** EXCERPTED PASSAGE follows **

The Byron Community Centre is planning to turn its iconic verandah into a donors’ bar in a bid to attract desperately needed funding for arts and community projects at the Byron Theatre.
The centre, which receives no ongoing government funding, has lodged a Development Application (DA) for the verandah bar with Byron Council.
The venue would be open from 4pm till 9pm, Wednesday to Sunday, and would cater exclusively to people who have donated a significant sum to the theatre, which then entitles them to a bar membership.
‘We’re looking at creative ways to fund social programs for the benefit of our community,’ the Centre’s General Manager, Louise O’Connell, said.
‘This bar will help to revive the arts and community offerings at the Byron Theatre and in turn support local artists, musicians and community groups.
‘COVID-19 has had a huge impact on these highly valued members of our community, as well as the arts more generally, which play a vital role in Byron’s unique and vibrant culture.
‘This facility will provide a wonderful meeting place in the town centre for members, with all funds directed back into vital arts and community programs in Byron Theatre’.
Ms O’Connell said the decision to turn the verandah into an exclusive bar for members rather than a venue open to all locals came from the need to find a unique way to support the arts.
‘It is simply an opportunity for donors to get something back from their donation to support local community groups and artists’, she said.
‘The Verandah Bar utilises a currently unused space in the Community Centre.
‘We are opening it to donors who want to contribute to the arts, with the benefit of membership being access to the bar’.
The Centre is seeking sponsorship to help get the bar up and running, as well as to support a planned upgrade of the Byron Theatre bar in the downstairs courtyard.
This sounds like a great idea! The Byron Theatre is a valuable local asset and we need to keep the Community Centre sufficiently funded to continue the great work they do in the community.
I’m sure many of us would love to meet and have a drink without the jostle of loud local bars. But, what is the “significant sum” needed to qualify? I’m in…as long as they promise to keep the music low enough for us to have a conversation without screaming.
Thanks Trude. We promise it will be a space to have an easy conversation
in! We are working out the details in regards to the donation amount and I’d be happy to get your feedback [email protected]
Who needs the Melbourne Club when you can have the Byron Club? A broad Queenslander style verandah, potted palms, ambient music, cocktail in hand and a view of the throngs of the amusing hoi polloi below. Best of all, not having to rub shoulders with said hoi polloi. Count me in – not. Even if I could afford I don’t think this would be my scene or tribe.

** End of EXCERPTED PASSAGE **
** SOURCE MATERIAL follows **

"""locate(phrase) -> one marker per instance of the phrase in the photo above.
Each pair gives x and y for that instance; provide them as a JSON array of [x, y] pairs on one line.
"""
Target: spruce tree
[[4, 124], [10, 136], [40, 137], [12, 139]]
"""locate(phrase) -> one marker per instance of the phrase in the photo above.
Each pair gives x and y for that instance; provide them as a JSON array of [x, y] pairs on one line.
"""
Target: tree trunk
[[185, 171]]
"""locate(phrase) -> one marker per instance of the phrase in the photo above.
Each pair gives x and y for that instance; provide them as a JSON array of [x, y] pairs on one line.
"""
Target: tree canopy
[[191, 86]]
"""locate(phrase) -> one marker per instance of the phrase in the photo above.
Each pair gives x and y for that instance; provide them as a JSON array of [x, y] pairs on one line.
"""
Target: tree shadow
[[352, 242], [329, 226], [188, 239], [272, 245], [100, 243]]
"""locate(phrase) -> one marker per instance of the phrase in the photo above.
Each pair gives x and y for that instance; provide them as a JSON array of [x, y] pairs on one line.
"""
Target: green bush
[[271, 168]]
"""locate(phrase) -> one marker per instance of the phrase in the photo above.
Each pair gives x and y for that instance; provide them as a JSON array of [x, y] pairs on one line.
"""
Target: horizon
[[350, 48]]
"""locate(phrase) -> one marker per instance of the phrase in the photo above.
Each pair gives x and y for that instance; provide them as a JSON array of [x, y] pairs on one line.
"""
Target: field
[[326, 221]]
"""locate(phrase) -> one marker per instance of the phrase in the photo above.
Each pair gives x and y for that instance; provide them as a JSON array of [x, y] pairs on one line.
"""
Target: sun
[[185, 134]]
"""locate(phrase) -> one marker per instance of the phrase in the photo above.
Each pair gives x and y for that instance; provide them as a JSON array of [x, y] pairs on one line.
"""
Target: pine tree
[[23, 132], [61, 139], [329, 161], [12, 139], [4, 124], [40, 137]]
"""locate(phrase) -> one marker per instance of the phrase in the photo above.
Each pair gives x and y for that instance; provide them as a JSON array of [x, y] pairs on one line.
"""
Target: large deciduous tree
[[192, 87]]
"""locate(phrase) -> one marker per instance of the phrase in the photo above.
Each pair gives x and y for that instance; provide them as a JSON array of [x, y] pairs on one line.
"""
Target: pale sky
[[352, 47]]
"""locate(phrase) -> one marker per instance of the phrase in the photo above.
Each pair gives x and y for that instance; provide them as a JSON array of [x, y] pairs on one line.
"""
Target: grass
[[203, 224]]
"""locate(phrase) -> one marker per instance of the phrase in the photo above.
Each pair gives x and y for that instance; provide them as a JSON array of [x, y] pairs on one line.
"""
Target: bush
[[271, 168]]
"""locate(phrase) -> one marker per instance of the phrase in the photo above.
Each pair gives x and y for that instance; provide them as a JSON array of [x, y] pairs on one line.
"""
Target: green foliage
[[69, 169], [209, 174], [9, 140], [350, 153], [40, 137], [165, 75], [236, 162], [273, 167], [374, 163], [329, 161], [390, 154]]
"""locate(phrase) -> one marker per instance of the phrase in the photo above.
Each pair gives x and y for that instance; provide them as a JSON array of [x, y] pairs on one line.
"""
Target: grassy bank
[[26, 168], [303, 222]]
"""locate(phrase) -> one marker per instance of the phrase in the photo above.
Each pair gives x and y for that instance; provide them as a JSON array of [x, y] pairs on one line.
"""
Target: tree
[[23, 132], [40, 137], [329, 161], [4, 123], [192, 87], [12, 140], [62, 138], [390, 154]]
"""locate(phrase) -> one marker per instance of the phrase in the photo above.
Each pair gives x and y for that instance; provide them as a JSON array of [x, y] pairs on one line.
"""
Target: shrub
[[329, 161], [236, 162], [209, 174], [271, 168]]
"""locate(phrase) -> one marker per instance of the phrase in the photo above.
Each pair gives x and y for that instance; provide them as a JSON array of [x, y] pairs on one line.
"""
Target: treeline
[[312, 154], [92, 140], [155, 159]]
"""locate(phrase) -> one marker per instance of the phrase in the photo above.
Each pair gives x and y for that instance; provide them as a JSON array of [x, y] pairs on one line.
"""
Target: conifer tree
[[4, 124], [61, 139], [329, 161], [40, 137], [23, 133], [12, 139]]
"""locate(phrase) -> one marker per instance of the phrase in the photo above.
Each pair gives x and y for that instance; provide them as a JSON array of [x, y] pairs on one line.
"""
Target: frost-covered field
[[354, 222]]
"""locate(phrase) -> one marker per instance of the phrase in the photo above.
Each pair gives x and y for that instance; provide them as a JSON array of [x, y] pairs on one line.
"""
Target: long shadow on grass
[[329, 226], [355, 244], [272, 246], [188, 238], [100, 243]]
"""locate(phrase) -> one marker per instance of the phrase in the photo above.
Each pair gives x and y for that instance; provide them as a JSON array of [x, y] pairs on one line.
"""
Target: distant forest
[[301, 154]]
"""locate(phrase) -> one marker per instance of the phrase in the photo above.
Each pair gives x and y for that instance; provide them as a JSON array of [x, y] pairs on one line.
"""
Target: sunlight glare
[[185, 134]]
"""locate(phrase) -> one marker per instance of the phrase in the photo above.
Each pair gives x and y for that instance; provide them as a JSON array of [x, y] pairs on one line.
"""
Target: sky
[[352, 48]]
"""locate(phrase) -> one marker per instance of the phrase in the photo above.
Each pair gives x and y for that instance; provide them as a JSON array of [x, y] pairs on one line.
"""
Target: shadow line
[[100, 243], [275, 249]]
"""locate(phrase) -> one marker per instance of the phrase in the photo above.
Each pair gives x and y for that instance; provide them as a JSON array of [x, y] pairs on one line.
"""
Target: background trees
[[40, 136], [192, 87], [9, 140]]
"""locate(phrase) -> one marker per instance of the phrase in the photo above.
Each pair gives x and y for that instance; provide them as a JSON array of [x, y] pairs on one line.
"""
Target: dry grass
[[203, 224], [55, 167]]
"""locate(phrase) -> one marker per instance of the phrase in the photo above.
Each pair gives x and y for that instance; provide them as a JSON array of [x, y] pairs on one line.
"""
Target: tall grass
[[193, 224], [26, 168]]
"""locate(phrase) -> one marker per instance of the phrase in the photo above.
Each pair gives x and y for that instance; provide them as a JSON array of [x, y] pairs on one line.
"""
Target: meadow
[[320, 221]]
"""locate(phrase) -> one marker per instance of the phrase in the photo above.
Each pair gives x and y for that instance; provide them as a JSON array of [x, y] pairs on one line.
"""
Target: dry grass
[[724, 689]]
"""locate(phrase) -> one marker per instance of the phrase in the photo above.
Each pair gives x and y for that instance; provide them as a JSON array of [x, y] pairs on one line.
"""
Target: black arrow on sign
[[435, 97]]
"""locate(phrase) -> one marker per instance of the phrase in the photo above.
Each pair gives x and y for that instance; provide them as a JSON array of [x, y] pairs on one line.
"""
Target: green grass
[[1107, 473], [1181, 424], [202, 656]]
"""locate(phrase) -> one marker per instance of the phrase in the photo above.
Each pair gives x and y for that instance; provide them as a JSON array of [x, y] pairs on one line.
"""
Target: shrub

** End of SOURCE MATERIAL **

## REQUIRED WORK
Continue the piece about the Byron Community Centre's verandah bar from its last sentence. The lines above are not needed for this work.

## TASK OUTPUT
I really can’t believe I’m reading this proposal!
Funding arts and community projects sounds great and I know the money has to come from somewhere in these straitened times – but there’s something about this suggestion that really doesn’t sit right with me.
Firstly to cater for an exclusive, privileged clientele in a community facility, whether the space is currently used or not, seems rather against the spirit the Centre should embody. Access to any Centre privileges should not be dependent on large outlays of donations and therefore presumably out of reach to many.
Secondly I cant help but be worried that this takes us further in the direction of Byron Bay becoming the domain of the well-heeled, yummy and famous.
I agree with Trude that the area is crying out for a relaxed venue providing a range of music genres at a civilised volume. What if the area was used for some ticketed performances from some of our lesser known but talented musicians with takings apportioned between artists and Centre with the real money being made behind the bar. There could be a set genre per night.
Something of this nature would be much more inclusive, showcase and support local less exposed talent and cater for a real community need. At the same time making some money.
But to judge fairly, before our community facility is thus commandeered, can we know a little more about the arts and community projects planned? Can we know about the sorts of arts and community projects undertaken by the Centre before Covid hit?